▸ Énoncé écrit a
Recopiez tel quel, dans les lignes de données, le passage qui s'ouvre sur la ligne contenant « If you would be willing to indicate the red » et se poursuit jusqu'à la fin des lignes.

▸ Page
◆ ◆ ◆ ◆

L'énigme de la mort de Big L : Une affaire jamais résolue

Le 15 février 1999, Big L est tragiquement abattu à l'âge de 24 ans lors d'une fusillade en voiture sur la 45 West 139th Street (connue sous le nom de "The Danger Zone") dans son Harlem natal, non loin de son domicile. Touché à neuf reprises, principalement au visage et à la poitrine, sa mort a profondément choqué la communauté du hip-hop. Trois mois plus tard, Gerard Woodley, un ami d'enfance de Coleman, est appréhendé pour le crime. « Il est fort probable que ce soit une vengeance pour quelque chose que le frère de Big L a fait, ou que Woodley croyait qu'il avait fait », déclare à l'époque un porte-parole du département de police de New York source . Mais, en raison d'un manque de preuves tangibles, il est libéré, laissant ainsi l'affaire non résolue et des questions en suspens.

Big L à l'extrême gauche et son assassin présummé Gerard Woodley à l'extrême droite

Big L à l'extrême gauche et son assassin présummé Gerard Woodley à l'extrême droite. | © DR

Aussi, dans l'imaginaire collectif, beaucoup de fans n'ont retenu que les informations judiciaires reprises par la presse tout de suite après la disparition de Big L, à savoir que le MC de Harlem aurait été tué car confondu avec son frère aîné. Par la suite, les circonstances exactes de la mort de Big L ont donné lieu à diverses théories et spéculations. Selon certaines sources, l'incident aurait été motivé par un acte de vengeance lié aux activités du demi-frère de Big L, Leroy Larry Phinazee, également connu sous le nom de « Big Lee » (Lamont était quant à lui surnommé « Little L » et « Mont-Mont » durant son enfance), ou du moins perçu comme tel par Woodley. Cette version des événements laisse à de nombreuses questions en suspend sur les véritables motifs derrière cette tragédie et sur la complexité des relations dans les milieux urbains.

Les principaux protagonistes de l'histoire décèdent à leur tour

En mars 2002, Leroy Larry Phinazee est assassiné dans les mêmes rues que Big L, lui qui cherchait à découvrir qui avait tué son frère trois ans plus tôt. Cependant, l'assassin de Leroy a rapidement été appréhendé et condamné à 36 ans d'emprisonnement. Le 10 février 2008, Gilda « Pinky » Terry, la mère de Donald (Don Ice) et Leroy Phinazee (Big Lee) et de Lamont Coleman (Big L), décède.

◆ ◆ ◆ ◆

Relevés d'annotations par coordonnées
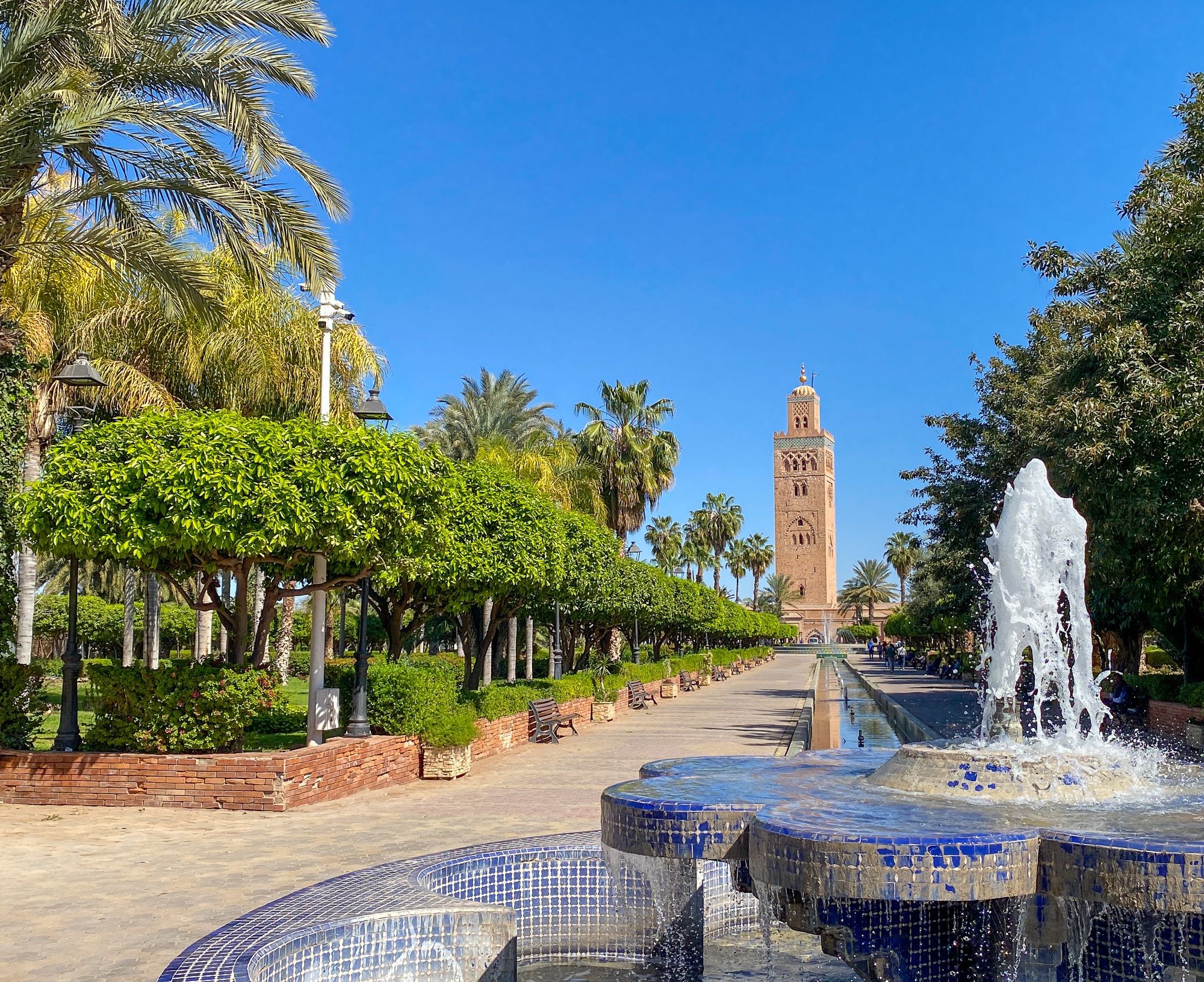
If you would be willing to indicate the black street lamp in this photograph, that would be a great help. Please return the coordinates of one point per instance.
(558, 656)
(358, 725)
(79, 374)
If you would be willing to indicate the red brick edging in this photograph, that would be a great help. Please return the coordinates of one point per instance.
(275, 782)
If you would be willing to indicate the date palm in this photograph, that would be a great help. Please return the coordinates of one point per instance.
(736, 555)
(635, 456)
(488, 409)
(778, 588)
(760, 559)
(664, 536)
(116, 111)
(902, 550)
(718, 521)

◆ ◆ ◆ ◆

▸ Énoncé écrit b
Reproduisez mot pour mot le passage de l'article sur la mort de Big L qui commence par les mots « Aussi, dans l'imaginaire » et se termine par « les milieux urbains. ».

▸ Réponse complète a
If you would be willing to indicate the red brick edging in this photograph, that would be a great help. Please return the coordinates of one point per instance.
(275, 782)
If you would be willing to indicate the date palm in this photograph, that would be a great help. Please return the coordinates of one point per instance.
(736, 555)
(635, 456)
(488, 409)
(778, 588)
(760, 559)
(664, 536)
(116, 111)
(902, 550)
(718, 521)

▸ Réponse complète b
Aussi, dans l'imaginaire collectif, beaucoup de fans n'ont retenu que les informations judiciaires reprises par la presse tout de suite après la disparition de Big L, à savoir que le MC de Harlem aurait été tué car confondu avec son frère aîné. Par la suite, les circonstances exactes de la mort de Big L ont donné lieu à diverses théories et spéculations. Selon certaines sources, l'incident aurait été motivé par un acte de vengeance lié aux activités du demi-frère de Big L, Leroy Larry Phinazee, également connu sous le nom de « Big Lee » (Lamont était quant à lui surnommé « Little L » et « Mont-Mont » durant son enfance), ou du moins perçu comme tel par Woodley. Cette version des événements laisse à de nombreuses questions en suspend sur les véritables motifs derrière cette tragédie et sur la complexité des relations dans les milieux urbains.